++++ TEXTAUSZUG ++++
Deshalb sollte man die slawischen Gäste nicht verdammen. Im Grunde ist es ja wie bei uns, sind die Besitzverhältnisse verschieden verteilt. Was dem Deutschsprachigen nicht passt, ist das Benehmen dieser Leute. Es wirkt auf uns fremd. Hat sich schon mal jemand gefragt, ob denen unser Benehmen passt Kommt denen nicht unser Verhalten auch seltsam vor Leicht lässt sich über Leute schimpfen, die laut sprechen. Sei es am Pool, im Restaurant, an der Bar oder am Strand. Das liegt daran, dass man die Sprache nicht versteht. Wir Deutschsprachigen sind genau so laut (man denke nur an unsere Stammtische), aber keiner stört sich daran, da wir verstehen, um was es geht. Und so erklärt sich auch die Abneigung asiatischen Urlaubern gegenüber.
++++ GEGEBENE DATEN ++++
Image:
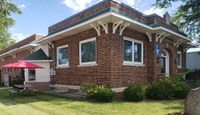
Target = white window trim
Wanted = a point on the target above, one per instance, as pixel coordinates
(93, 63)
(63, 65)
(180, 66)
(133, 62)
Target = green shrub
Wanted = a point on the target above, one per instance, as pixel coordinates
(98, 92)
(160, 89)
(178, 77)
(134, 92)
(1, 83)
(176, 113)
(180, 90)
(193, 75)
(16, 82)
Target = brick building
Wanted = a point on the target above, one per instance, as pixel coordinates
(115, 45)
(26, 50)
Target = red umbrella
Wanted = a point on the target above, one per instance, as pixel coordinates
(21, 64)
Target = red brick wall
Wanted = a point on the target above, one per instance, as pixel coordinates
(19, 56)
(115, 5)
(110, 69)
(42, 86)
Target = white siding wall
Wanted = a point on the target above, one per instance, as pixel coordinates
(42, 75)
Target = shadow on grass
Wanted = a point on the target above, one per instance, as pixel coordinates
(8, 100)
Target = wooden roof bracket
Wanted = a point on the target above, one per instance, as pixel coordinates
(116, 25)
(97, 28)
(149, 35)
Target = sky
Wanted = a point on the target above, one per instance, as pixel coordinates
(38, 15)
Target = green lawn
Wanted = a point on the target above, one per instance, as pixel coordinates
(43, 104)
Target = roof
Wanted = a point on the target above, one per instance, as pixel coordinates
(22, 43)
(105, 6)
(38, 55)
(193, 50)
++++
AUFGABEN:
#1 Schreib alles aus dem Textauszug von „Deshalb sollte man“ bis hinunter zu „asiatischen Urlaubern gegenüber.“ noch einmal ab. Setz dabei „Ufer“ an die Stelle von „Strand“.
#2 Woran liegt es laut dem Textauszug, dass man leicht über Leute schimpft, die laut sprechen?

LÖSUNGEN:
#1
Deshalb sollte man die slawischen Gäste nicht verdammen. Im Grunde ist es ja wie bei uns, sind die Besitzverhältnisse verschieden verteilt. Was dem Deutschsprachigen nicht passt, ist das Benehmen dieser Leute. Es wirkt auf uns fremd. Hat sich schon mal jemand gefragt, ob denen unser Benehmen passt Kommt denen nicht unser Verhalten auch seltsam vor Leicht lässt sich über Leute schimpfen, die laut sprechen. Sei es am Pool, im Restaurant, an der Bar oder am Ufer. Das liegt daran, dass man die Sprache nicht versteht. Wir Deutschsprachigen sind genau so laut (man denke nur an unsere Stammtische), aber keiner stört sich daran, da wir verstehen, um was es geht. Und so erklärt sich auch die Abneigung asiatischen Urlaubern gegenüber.

#2 Daran, dass man ihre Sprache nicht versteht.